(Contour labeling records)
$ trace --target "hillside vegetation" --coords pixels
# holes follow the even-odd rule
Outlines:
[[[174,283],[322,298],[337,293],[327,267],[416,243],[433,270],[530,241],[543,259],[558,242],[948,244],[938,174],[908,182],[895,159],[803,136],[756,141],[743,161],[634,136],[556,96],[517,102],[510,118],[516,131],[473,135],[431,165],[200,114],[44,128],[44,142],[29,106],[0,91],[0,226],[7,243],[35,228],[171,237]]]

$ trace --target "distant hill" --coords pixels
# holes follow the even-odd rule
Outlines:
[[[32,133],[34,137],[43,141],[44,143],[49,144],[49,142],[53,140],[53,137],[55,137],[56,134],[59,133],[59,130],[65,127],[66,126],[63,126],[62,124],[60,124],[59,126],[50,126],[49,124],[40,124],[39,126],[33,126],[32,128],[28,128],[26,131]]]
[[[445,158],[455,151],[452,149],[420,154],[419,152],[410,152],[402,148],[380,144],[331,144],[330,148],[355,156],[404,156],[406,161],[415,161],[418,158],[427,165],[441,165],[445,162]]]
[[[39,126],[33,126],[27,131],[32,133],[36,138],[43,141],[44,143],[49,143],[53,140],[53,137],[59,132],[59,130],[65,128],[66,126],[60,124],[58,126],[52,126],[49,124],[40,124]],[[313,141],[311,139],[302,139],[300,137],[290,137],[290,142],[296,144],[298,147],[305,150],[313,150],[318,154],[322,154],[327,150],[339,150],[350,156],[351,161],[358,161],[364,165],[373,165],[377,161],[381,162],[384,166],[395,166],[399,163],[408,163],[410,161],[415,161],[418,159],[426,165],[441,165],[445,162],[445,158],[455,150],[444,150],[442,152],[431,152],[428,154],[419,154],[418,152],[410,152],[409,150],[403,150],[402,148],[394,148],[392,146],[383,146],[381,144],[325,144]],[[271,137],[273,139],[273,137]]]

# What to work on
Copy every line of the records above verbatim.

# Exercise solution
$ trace --target "hillside vegetation" --coords pixels
# holes follow the even-odd rule
Outlines:
[[[174,283],[322,298],[337,293],[327,267],[416,243],[433,270],[530,241],[543,259],[558,242],[948,244],[938,174],[908,182],[895,159],[803,136],[756,141],[743,161],[634,136],[556,96],[517,102],[510,118],[516,131],[473,135],[431,165],[200,114],[44,128],[44,142],[29,106],[0,91],[0,226],[7,243],[35,228],[171,237]]]

$ trace --target "distant hill" --coords pixels
# holes follow the even-odd rule
Outlines:
[[[32,133],[34,137],[43,141],[44,143],[49,144],[49,142],[53,140],[53,137],[55,137],[56,134],[59,133],[59,130],[65,127],[66,126],[63,126],[62,124],[60,124],[59,126],[50,126],[49,124],[40,124],[39,126],[33,126],[32,128],[28,128],[26,131]]]
[[[445,158],[455,151],[452,149],[420,154],[419,152],[410,152],[402,148],[380,144],[331,144],[330,148],[355,156],[404,156],[406,161],[415,161],[418,158],[427,165],[441,165],[445,162]]]
[[[39,126],[33,126],[27,131],[32,133],[36,138],[43,141],[44,143],[49,143],[53,140],[53,137],[59,132],[59,130],[65,128],[66,126],[60,124],[58,126],[52,126],[49,124],[40,124]],[[313,141],[311,139],[302,139],[300,137],[290,137],[290,142],[296,144],[298,147],[305,150],[313,150],[318,154],[322,154],[327,150],[339,150],[350,156],[351,161],[358,161],[364,165],[373,165],[377,161],[381,162],[384,166],[395,166],[399,163],[408,163],[410,161],[415,161],[418,159],[426,165],[441,165],[445,162],[445,158],[455,150],[444,150],[442,152],[431,152],[428,154],[419,154],[418,152],[410,152],[409,150],[403,150],[402,148],[394,148],[392,146],[383,146],[381,144],[325,144]],[[271,137],[273,139],[273,137]]]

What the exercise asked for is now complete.